▶ [TO DO] Each record is to be printed again precisely as it reads.

=== SUPPLIED MATERIAL ===

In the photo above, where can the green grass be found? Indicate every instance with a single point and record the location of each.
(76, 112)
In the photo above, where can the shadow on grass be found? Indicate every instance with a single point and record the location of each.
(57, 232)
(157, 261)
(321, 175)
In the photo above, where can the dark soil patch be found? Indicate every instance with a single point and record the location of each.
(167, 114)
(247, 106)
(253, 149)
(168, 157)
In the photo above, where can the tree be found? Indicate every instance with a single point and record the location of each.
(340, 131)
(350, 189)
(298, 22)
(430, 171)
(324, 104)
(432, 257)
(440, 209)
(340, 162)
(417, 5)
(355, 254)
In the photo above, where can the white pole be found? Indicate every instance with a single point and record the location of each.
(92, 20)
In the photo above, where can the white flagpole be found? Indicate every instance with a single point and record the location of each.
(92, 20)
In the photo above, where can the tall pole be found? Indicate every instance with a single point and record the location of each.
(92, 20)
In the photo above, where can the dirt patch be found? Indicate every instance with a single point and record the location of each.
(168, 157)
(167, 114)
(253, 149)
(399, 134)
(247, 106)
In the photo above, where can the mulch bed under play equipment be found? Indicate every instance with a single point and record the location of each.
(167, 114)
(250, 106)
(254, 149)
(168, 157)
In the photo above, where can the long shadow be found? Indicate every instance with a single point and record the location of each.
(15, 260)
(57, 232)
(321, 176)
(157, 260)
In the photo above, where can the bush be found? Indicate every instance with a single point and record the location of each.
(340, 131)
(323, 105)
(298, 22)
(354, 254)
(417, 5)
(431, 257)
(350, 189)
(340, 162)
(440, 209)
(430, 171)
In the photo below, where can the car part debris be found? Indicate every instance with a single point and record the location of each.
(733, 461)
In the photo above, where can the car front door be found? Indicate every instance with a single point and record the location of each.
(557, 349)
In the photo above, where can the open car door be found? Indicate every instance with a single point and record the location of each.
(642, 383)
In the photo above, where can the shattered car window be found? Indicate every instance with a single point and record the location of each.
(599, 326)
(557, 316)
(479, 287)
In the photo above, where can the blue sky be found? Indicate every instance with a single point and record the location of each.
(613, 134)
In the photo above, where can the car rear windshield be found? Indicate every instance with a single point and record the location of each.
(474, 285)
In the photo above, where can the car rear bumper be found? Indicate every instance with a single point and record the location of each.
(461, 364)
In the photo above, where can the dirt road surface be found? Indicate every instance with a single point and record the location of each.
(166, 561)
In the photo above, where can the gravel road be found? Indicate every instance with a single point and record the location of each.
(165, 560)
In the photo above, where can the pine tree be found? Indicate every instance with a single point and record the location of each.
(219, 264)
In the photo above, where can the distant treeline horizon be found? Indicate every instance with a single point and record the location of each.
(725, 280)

===

▶ [ANSWER TO THIS EXERCISE]
In the photo above, where can the green grass be found? Indicate every instance with a single point and record the location of each.
(76, 112)
In the photo above, where can the shadow on grass be found? Indicate every instance with a single point and record the location of each.
(57, 232)
(157, 261)
(321, 175)
In the photo above, where can the dark soil patch be found? Indicate every instance with a single point and record the location of each.
(167, 114)
(247, 106)
(253, 149)
(168, 157)
In the photo above, where can the tree be found? Indicate every instance with a single point and record the location of each.
(340, 131)
(350, 189)
(298, 22)
(430, 171)
(324, 104)
(432, 257)
(440, 209)
(340, 162)
(417, 5)
(355, 254)
In the photo above, where can the white pole be found? Indicate every instance with a single point and record the location of each.
(92, 20)
In the photo above, where can the white flagpole be found? Indicate every instance with a single point and record the location of each.
(92, 20)
In the photo above, where can the tall pole be found? Indicate every instance with a single point and record the location of each.
(92, 20)
In the photo above, where can the dirt patch be found? Indicate every instance with a single point and record the location of each.
(168, 157)
(167, 114)
(253, 149)
(399, 134)
(247, 106)
In the photo above, where can the mulch bed under play equipment be found? Indicate every instance with a single point and record the location of each.
(167, 114)
(250, 106)
(254, 149)
(168, 157)
In the photo above, where can the long shadow be found? Indicate every instance with a single point and record the location of each.
(15, 260)
(57, 232)
(321, 176)
(157, 260)
In the photo above, where can the bush be found? Indicate every instance with a single point and record the location of each.
(340, 131)
(323, 105)
(298, 22)
(354, 254)
(417, 5)
(431, 257)
(350, 189)
(340, 162)
(440, 209)
(430, 171)
In the photo below, where can the car part debris be found? Indicate every instance with a single point and record the location of each.
(733, 461)
In the photo above, where can the car front door be found? Indicate every instance with a single point and record the location of each.
(557, 349)
In the photo above, where can the open car door be found? Indicate every instance with a single point and record the location of each.
(642, 383)
In the photo above, where can the shattered car window be found? Indicate every instance with a single point and record the location of each.
(599, 326)
(557, 316)
(479, 287)
In the photo above, where can the blue sky be found? Indicate every instance with a single point and record the location of each.
(613, 134)
In the photo above, where can the car rear windshield be found? Indicate every instance with a single point and record the location of each.
(474, 285)
In the photo above, where can the car rear bumper be found? Indicate every instance with a single point and record the location of each.
(461, 364)
In the photo above, where can the dirt road surface be found? Indicate every instance with a single point and record the location of each.
(166, 561)
In the photo above, where can the gravel road be found? Indicate every instance with a single point and record the location of each.
(165, 560)
In the photo above, where can the pine tree be found? Indicate every instance with a single point and record the location of each.
(219, 264)
In the photo above, where can the distant treeline horizon be found? Indicate every instance with a single point and record the location of each.
(725, 280)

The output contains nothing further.